*WHAT YOU WILL DO:*
Can you retype only the lines from the one with "# indicate one" through the final line of the material, exactly as given?
DATA PROVIDED: Begin
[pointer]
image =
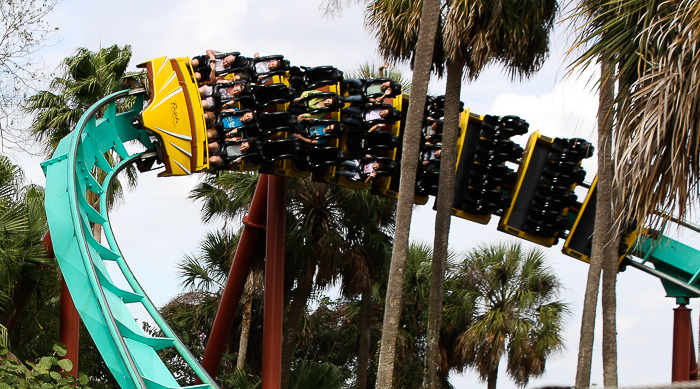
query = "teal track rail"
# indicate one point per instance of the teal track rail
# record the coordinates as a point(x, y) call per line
DATA PROVIDED: End
*EXERCISE OUTPUT:*
# indicate one point per instance of the teal track rail
# record the coordinates as a point(x, y) call per line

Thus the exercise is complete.